Top of Material for this task
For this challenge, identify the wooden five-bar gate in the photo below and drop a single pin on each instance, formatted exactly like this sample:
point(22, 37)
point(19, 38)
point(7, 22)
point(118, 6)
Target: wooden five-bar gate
Bottom of Material for this task
Return every line from the one holding "point(19, 38)" through the end of the data, exactly as it appears, with both ends kept and nothing else.

Written reply:
point(19, 38)
point(7, 22)
point(118, 6)
Target: wooden five-bar gate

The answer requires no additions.